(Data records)
++++++++++++++++++++

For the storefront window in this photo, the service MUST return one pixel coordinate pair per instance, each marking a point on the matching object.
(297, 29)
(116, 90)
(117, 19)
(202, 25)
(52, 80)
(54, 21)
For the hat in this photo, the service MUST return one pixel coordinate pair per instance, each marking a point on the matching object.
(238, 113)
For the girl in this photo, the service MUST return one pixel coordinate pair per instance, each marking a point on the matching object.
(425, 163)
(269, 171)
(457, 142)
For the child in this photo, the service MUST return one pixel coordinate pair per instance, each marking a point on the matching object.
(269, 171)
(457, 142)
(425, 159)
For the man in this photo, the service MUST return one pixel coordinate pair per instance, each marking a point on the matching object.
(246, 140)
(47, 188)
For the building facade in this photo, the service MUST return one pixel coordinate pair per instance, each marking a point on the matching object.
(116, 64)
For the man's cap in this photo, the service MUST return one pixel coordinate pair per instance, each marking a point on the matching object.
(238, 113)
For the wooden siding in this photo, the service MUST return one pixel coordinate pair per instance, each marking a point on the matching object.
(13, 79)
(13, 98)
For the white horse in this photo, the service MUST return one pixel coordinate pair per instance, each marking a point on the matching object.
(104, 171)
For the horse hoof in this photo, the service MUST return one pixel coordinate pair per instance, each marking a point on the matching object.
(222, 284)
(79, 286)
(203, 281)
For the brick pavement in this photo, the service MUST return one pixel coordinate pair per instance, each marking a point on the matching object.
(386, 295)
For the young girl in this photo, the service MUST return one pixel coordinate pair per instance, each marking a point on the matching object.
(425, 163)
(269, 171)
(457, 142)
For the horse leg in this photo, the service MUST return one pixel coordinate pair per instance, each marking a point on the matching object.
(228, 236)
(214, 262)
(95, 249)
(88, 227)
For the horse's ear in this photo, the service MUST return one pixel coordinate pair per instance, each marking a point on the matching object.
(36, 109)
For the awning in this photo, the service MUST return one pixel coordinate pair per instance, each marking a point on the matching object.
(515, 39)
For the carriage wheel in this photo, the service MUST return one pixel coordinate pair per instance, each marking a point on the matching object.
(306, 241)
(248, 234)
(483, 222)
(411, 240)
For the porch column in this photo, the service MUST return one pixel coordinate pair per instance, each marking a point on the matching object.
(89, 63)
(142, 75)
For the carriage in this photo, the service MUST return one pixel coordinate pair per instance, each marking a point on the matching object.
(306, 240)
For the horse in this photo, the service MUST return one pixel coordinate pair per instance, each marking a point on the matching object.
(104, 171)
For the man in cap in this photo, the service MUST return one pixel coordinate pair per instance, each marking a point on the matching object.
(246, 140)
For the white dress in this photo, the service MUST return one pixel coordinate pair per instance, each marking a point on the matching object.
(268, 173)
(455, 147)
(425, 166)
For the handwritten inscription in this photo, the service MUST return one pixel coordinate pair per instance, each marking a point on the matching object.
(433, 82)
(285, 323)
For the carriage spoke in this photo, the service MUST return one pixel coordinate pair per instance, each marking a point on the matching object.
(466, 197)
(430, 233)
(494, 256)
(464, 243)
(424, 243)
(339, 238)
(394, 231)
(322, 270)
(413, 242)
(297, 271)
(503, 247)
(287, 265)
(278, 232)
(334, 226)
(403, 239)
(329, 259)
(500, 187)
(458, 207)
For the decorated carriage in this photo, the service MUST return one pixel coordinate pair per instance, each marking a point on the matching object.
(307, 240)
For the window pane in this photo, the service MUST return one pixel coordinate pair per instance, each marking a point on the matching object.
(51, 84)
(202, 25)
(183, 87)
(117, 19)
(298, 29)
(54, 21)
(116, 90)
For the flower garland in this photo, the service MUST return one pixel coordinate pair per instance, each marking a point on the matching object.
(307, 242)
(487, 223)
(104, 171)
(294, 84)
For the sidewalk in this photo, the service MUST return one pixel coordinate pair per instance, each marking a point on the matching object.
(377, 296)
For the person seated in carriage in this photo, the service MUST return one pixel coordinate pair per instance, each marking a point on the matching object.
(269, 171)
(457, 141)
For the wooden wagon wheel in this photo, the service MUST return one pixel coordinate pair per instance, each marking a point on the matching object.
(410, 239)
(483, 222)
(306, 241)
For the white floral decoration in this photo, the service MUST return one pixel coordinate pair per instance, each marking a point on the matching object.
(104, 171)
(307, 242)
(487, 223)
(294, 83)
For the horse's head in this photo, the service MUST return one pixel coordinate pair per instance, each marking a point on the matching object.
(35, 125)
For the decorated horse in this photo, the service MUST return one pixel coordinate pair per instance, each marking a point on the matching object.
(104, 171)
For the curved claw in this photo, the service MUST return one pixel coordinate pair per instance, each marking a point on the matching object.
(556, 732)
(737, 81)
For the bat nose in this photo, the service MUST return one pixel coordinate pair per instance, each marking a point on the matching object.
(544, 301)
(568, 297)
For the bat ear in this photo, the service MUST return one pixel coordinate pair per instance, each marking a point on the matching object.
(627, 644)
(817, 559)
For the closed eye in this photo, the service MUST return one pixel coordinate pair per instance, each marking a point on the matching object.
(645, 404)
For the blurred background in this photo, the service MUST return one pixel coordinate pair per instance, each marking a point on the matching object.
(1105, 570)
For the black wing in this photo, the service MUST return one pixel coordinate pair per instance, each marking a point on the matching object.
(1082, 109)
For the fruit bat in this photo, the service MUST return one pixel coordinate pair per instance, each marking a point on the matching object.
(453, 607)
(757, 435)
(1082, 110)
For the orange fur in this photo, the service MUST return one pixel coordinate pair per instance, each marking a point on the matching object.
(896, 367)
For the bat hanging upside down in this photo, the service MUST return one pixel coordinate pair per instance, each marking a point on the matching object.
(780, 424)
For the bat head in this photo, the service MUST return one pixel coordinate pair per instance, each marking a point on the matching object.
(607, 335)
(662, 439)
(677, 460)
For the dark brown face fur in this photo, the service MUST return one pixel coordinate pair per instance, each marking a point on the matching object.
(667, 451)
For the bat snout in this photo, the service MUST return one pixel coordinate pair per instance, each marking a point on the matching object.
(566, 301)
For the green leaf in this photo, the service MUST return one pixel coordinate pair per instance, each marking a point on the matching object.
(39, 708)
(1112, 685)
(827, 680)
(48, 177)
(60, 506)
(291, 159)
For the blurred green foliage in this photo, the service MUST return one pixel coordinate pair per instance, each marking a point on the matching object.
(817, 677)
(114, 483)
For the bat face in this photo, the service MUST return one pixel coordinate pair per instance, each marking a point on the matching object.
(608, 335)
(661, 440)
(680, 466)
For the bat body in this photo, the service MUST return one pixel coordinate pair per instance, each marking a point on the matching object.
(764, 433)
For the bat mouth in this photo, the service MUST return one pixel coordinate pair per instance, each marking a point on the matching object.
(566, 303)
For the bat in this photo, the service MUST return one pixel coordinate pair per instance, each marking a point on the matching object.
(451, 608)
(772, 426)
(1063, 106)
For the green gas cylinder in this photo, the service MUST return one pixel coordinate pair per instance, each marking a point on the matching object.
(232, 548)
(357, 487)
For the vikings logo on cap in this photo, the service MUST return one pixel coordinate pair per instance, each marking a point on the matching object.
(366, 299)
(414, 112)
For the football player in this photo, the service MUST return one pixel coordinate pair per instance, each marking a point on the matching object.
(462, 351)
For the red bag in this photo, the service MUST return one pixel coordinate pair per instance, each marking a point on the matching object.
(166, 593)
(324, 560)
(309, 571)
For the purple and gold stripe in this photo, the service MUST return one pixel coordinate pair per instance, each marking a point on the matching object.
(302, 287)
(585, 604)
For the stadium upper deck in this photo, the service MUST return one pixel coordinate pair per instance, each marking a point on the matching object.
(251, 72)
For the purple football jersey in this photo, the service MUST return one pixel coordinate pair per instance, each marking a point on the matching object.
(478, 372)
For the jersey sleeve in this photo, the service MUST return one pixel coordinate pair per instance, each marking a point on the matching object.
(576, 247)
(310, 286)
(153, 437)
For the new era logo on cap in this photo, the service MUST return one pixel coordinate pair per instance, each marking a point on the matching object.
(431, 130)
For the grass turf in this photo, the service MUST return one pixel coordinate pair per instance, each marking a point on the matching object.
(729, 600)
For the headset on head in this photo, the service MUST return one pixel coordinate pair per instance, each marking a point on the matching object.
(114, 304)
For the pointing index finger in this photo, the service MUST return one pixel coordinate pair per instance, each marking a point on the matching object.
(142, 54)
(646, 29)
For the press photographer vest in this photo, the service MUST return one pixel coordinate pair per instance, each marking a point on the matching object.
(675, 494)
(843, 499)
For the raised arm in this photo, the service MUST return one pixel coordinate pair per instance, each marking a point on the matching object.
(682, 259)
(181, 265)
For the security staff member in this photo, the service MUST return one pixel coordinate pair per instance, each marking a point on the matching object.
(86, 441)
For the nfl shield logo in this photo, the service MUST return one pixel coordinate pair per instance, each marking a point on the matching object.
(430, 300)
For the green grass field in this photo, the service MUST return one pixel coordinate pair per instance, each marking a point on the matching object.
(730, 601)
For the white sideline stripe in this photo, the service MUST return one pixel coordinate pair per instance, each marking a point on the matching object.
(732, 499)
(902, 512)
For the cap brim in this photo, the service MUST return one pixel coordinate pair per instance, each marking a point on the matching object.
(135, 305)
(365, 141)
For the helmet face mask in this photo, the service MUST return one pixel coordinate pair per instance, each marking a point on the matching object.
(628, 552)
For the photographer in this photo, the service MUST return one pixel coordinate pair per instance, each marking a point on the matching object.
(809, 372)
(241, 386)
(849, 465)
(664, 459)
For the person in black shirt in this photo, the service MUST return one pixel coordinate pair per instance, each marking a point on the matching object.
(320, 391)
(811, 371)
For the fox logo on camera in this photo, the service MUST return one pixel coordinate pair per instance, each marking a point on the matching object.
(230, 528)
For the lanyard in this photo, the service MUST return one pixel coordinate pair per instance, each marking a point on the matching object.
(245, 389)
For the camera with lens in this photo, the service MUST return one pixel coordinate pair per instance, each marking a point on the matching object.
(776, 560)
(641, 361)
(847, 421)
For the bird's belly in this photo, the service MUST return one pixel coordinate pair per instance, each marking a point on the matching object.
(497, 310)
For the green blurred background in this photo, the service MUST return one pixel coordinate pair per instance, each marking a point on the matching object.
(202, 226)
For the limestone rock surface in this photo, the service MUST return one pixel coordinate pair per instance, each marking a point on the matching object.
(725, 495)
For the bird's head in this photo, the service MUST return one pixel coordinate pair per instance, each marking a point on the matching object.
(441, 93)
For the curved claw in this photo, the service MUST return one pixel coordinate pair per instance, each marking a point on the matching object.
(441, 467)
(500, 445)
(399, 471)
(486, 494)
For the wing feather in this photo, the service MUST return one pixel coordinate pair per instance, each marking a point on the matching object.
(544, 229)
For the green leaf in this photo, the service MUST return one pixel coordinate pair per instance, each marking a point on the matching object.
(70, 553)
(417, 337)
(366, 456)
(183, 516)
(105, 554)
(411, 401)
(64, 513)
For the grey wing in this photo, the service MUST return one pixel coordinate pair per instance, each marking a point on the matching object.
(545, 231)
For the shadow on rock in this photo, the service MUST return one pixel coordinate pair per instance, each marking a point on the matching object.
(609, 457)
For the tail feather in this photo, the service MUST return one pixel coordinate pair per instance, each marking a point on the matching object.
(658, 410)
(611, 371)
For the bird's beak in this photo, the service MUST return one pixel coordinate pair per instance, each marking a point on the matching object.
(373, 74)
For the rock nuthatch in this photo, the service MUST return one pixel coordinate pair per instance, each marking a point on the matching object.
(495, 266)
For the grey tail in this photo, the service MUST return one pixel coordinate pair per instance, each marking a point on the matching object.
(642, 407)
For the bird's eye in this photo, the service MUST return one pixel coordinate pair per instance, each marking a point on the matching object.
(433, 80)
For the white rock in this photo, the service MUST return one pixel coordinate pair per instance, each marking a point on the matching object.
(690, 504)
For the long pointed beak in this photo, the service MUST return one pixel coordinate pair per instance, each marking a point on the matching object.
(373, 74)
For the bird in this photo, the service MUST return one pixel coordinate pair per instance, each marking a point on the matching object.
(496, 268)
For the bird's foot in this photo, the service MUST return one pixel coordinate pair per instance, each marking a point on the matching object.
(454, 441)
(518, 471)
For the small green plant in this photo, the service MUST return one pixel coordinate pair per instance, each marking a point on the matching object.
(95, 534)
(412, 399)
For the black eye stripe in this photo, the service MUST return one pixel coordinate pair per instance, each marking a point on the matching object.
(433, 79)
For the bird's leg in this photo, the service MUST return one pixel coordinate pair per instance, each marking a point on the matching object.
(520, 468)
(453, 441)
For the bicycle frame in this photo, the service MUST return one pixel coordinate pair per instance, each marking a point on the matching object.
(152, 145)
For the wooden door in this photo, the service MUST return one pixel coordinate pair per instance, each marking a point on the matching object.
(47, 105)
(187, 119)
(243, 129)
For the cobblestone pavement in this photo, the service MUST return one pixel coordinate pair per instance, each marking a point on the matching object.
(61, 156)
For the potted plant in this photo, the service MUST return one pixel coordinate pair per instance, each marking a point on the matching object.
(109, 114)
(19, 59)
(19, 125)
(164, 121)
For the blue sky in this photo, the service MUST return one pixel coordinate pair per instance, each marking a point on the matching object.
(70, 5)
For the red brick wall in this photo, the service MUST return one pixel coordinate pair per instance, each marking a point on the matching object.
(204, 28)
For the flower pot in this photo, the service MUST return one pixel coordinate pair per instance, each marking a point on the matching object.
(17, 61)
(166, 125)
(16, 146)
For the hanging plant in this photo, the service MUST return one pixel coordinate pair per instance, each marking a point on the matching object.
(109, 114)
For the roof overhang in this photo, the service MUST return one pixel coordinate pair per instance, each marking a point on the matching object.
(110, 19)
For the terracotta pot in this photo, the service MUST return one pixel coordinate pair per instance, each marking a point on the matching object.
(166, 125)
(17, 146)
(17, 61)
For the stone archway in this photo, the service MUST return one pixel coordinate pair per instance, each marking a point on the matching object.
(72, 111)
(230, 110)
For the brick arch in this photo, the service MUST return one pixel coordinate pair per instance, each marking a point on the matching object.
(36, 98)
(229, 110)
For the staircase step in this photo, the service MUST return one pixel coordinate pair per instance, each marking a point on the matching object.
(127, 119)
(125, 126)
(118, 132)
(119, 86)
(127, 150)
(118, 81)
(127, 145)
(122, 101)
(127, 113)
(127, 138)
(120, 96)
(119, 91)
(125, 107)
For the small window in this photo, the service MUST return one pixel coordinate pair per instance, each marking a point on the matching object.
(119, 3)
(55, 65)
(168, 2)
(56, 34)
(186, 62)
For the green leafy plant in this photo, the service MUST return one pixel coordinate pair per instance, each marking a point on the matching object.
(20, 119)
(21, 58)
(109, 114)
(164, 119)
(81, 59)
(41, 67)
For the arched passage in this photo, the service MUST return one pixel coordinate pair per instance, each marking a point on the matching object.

++++++++++++++++++++

Please reproduce the material word for word, starting with the line that contains "For the small window" and going on through the final line of the material.

__Finished answer__
For the small window in this photo, the service MUST return one pixel coordinate pair per instance, each marking a point on the matching object.
(119, 3)
(55, 65)
(168, 2)
(56, 34)
(186, 62)
For the green leafy plant in this photo, the service MUST return one pixel coordinate pair per instance, each marking a point on the matching object.
(20, 119)
(21, 58)
(109, 114)
(164, 119)
(81, 59)
(41, 67)
For the arched passage in this photo, the service MUST return one pixel coordinate pair per instance, each marking a point on the matching object.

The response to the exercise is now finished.